The cause of CRC is multifactorial including environmental factors, diet, genetic predisposition, and epigenetic alterations in the colonic epithelium [10]. Meanwhile, microbes are involved in approximately 20% of cancer, especially for CRC [11]. For example, SCFAs-producing bacteria such as Roseburia, Lachnospiraceae and Ruminococcus decreased in colorectal cancer, which is disadvantageous to cancer immunotherapy [12, 13]. Thus, the strategies for modulating gut microbiota have been proposed to treat cancer patients.

Litchi (Litchi chinensis Sonn.), commonly known as a fruit, is cultivated in semitropical areas for its palatable pulp. Its seeds are rich in various procyanidins, such as procyanidin A, procyanidin D, cinnamtannin B1, cinnamtannin B2, etc. [14, 15]. Procyanidins can induce cellular apoptosis and exhibit anti-angiogenesis, anti-metastasis, anti-inflammatory and antioxidant activity [16]. Meanwhile, procyanidins are regarded as a prebiotic which can be degraded by gut microbiota and metabolized into various phenolic compounds. These metabolites contribute to the benefits of human and treat ulcerative colitis [17], obesity [18], atherosclerosis [19], and diabetic [20]. However, it is unclear whether procyanidins act as an immunomodulator by regulating gut microbiota in the treatment of colon cancer. Therefore, we set up colon cancer and colon cancer metastatic models to evaluate the effect of litchi seed procyanidins (LPC).

> _Information_
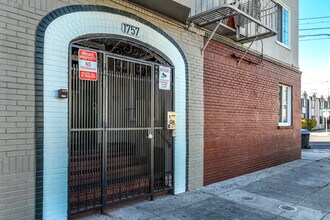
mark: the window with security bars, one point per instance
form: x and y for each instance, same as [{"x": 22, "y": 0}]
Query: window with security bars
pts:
[
  {"x": 283, "y": 24},
  {"x": 285, "y": 105}
]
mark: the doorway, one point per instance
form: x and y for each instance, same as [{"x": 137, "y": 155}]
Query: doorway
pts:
[{"x": 119, "y": 146}]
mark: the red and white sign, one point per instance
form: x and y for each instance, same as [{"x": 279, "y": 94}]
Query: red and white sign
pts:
[
  {"x": 87, "y": 65},
  {"x": 164, "y": 78}
]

> _Questions on the material_
a) In the colon cancer passage, roughly what share of cancers are microbes said to be involved in?
b) List every procyanidin that the colon cancer passage names as found in litchi seeds.
c) Pick up the colon cancer passage after its final sentence and continue it.
The rows play no part in this exercise.

> _Results of the exercise_
a) Approximately 20%.

b) Procyanidin A, procyanidin D, cinnamtannin B1, cinnamtannin B2

c)
Results

LPC inhibits CT26 colon cancer in vitro and in vivo

LPC was extracted from litchi chinensis seed (Fig. 1a). The chemical composition of LPC was identified by UPLC-Q/TOF-MS, which contained four kinds of procyanidin oligomers with 2~4 degree of polymerization (Fig. 1b, c). To reveal the potential anti-colon cancer mechanisms of LPC, tumor inhibition was evaluated in vitro and in vivo. As a result, LPC concentration-dependently inhibited the cell viability of CT26 and HCT116 colon cancer cells (Fig. 1d). Interestingly, the killing effect of LPC on normal colon cells (NCM460) was weaker than that on CT26 and HCT116 colon cancer cells (Fig. 1d). The wound healing assay demonstrated that LPC significantly inhibited CT26 and HCT116 cells migration (Fig. 1e). In addition, LPC treatment significantly decreased the tumor volume and tumor weight compared with M group, (Supplementary Fig. 5d, e). However, it did not decrease the body weight of mice (Supplementary Fig. 5c). Taken together, LPC were safe and significantly inhibited CT26 cell proliferation and tumor growth in vitro and in vivo.

Fig. 1: LPC inhibits the proliferation and migration of CT26 colon cancer cells.
figure 1

a Source of LPC. b Identification of LPC by UPLC-Q/TOF-MS. c Inferred composition of LPC. d Cell viability was measured by MTT assay (n = 4). e Cell migration was measured by wound healing assay. Data were presented as means ± SEM.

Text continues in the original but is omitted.